# Record set
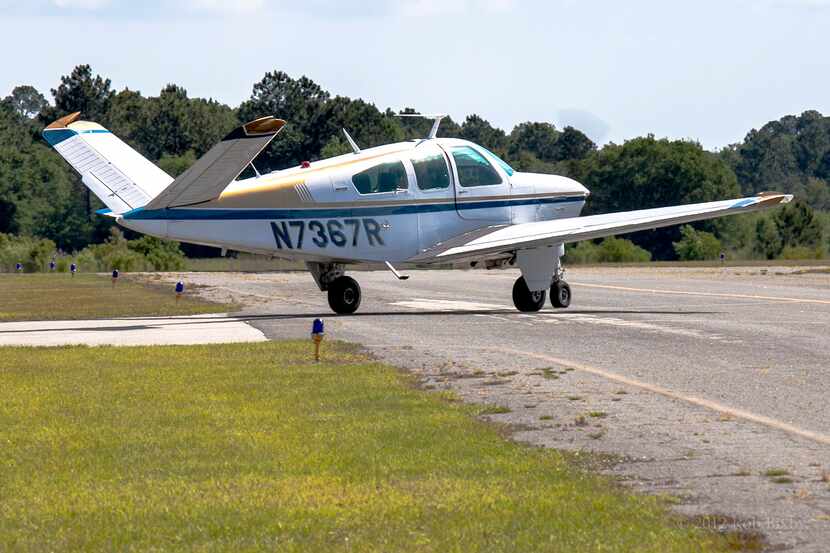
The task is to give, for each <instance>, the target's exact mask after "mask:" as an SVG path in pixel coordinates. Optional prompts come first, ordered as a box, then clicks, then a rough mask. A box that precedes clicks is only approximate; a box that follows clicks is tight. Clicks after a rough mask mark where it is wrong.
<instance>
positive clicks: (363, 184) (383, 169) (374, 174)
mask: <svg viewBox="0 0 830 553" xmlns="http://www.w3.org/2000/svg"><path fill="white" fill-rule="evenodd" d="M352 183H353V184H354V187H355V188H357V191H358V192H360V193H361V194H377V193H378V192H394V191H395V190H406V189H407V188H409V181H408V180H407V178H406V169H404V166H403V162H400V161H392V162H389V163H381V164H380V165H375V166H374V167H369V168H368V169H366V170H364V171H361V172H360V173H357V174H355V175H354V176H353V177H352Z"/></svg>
--
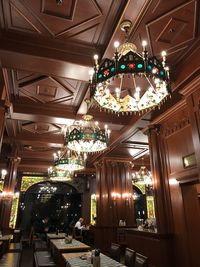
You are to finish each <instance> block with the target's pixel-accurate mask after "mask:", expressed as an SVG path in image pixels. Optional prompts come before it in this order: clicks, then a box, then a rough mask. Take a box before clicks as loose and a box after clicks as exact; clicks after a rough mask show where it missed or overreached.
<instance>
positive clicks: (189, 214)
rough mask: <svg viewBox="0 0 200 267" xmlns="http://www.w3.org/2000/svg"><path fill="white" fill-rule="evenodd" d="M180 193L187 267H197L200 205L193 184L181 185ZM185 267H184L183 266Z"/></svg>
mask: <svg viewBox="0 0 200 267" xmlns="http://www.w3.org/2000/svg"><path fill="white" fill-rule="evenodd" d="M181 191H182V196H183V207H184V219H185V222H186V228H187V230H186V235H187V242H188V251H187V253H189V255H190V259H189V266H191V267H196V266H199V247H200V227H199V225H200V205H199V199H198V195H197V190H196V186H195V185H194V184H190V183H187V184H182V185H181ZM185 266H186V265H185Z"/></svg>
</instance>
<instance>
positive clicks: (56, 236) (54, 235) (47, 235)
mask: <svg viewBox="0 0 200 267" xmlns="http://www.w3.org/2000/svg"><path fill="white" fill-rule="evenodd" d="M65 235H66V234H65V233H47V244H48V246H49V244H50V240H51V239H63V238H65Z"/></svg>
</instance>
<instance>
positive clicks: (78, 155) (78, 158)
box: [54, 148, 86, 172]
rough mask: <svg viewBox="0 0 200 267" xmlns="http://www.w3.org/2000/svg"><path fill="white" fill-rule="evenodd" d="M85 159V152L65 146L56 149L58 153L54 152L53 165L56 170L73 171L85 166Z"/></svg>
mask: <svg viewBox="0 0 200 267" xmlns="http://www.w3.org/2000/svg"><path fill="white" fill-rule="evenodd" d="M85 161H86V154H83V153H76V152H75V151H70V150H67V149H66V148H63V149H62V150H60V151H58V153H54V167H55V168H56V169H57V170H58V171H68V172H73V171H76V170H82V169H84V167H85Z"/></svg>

# Work request
Only lines with the word "exact" belong in the answer; copy each of them from the material above.

# Answer to this task
The task is to give, for each <instance>, the target's exact mask after "mask:" as an SVG path in pixel coordinates. Optional prompts come first, ordered as a box, then clicks, then a rough mask. A box that precedes clicks is only approximate; a box that follows clicks is tight. Clicks after a rough mask mark where it is wrong.
You are to finish each <instance> block with the target's pixel-accurate mask after "mask:", expressed as an SVG path in image pixels. Optional prompts come before it in this order: clicks, then a box, then a rough mask. Take a box before clicks as loose and a box after clicks as exact; clicks after a rough mask show where it missed or overreached.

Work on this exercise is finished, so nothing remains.